→ Text segment:
One of Ohlmarks' arguments is that while The Hobbit and other such works written before LOTR are of the same poor standard as The Silmarillion, which was published after LOTR, it would be practically impossible to produce a work in between of such a high standard. What seems to escape Ohlmarks here is the fact that The Silmarillion was largely written before even The Hobbit. In this light,LOTR could perhaps be seen as the crowning of a slowly developed literary style.
LOTR was written over a long period of time - about 13 years. Tolkien himself did not know how it was going to end as he wrote it and before it was published he rewrote many parts. The world was at war for five years and authors do change and develop. It is not very complimentary to suggest that an author has no ability whatsoever to vary his style - although complimenting Tolkien was perhaps the least of Ohlmarks' concerns at the end.
It is true that LOTR was not a work unfamiliar to Lewis. Parts of it were on a regular basis read during the Inkling sessions and he was frequently asked by Tolkien to comment on the progress of the story. Tolkien's daughter Priscilla recalls:
Tolkien admitted that without C. S. Lewis the Lord of the Rings would not have been completed.44
To suggest that Lewis would have 'shadow-written' LOTR seems strange, however. The progress of the book is the subject of an enormous amount of correspondence, primarily with Tolkien's sons and publisher, and the idea that each and every one of these letters would hide an elaborate and cunningly devised lie, seems far-fetched, to say the least.

→ Entries:
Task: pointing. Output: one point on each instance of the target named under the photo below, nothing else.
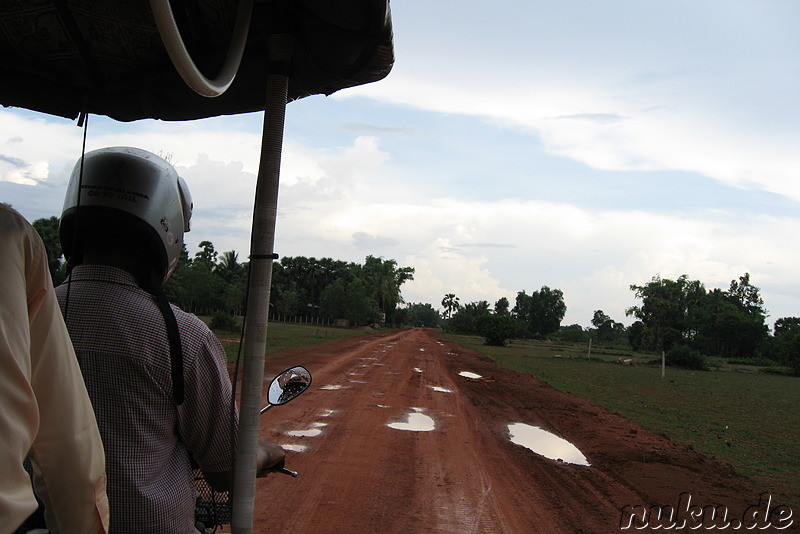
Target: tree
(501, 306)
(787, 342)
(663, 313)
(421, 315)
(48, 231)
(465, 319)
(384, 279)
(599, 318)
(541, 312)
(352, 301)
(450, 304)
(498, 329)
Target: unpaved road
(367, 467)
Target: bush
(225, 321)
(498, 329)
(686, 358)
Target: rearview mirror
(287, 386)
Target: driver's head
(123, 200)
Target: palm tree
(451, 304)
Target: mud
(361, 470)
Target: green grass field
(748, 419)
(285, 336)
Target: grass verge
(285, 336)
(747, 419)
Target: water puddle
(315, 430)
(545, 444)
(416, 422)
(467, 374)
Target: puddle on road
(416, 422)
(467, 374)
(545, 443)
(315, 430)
--
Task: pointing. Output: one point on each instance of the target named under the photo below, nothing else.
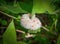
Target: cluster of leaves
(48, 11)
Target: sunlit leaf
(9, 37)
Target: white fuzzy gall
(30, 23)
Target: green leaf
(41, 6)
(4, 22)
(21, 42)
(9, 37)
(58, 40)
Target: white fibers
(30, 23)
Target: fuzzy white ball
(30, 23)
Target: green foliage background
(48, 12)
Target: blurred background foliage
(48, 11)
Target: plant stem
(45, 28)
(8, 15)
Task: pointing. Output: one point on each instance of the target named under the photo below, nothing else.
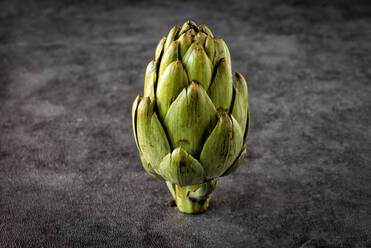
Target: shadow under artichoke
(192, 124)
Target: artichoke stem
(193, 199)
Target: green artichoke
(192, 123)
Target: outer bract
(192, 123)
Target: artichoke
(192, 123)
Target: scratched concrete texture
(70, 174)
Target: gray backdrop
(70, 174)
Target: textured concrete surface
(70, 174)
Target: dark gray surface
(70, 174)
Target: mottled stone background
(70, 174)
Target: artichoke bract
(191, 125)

→ Prompt 1: Please reproduce the passage on Ohlmarks and The Lord of the Rings from "LOTR was written" up to and including "at the end.".
→ Prompt 2: In the passage on Ohlmarks and The Lord of the Rings, render the sentence "LOTR was written over a long period of time - about 13 years." in Spanish.
→ Prompt 3: According to the passage on Ohlmarks and The Lord of the Rings, why does the suggestion that Lewis "shadow-wrote" LOTR seem strange?
The records stand apart from the text and are not part of it.

→ Written response 1:
LOTR was written over a long period of time - about 13 years. Tolkien himself did not know how it was going to end as he wrote it and before it was published he rewrote many parts. The world was at war for five years and authors do change and develop. It is not very complimentary to suggest that an author has no ability whatsoever to vary his style - although complimenting Tolkien was perhaps the least of Ohlmarks' concerns at the end.

→ Written response 2: LOTR fue escrito durante un largo período de tiempo: unos 13 años.

→ Written response 3: The book's progress is the subject of a huge amount of correspondence, mainly with Tolkien's sons and publisher. For Lewis to have written it, every one of those letters would have to hide an elaborate, cunningly devised lie, which seems far-fetched.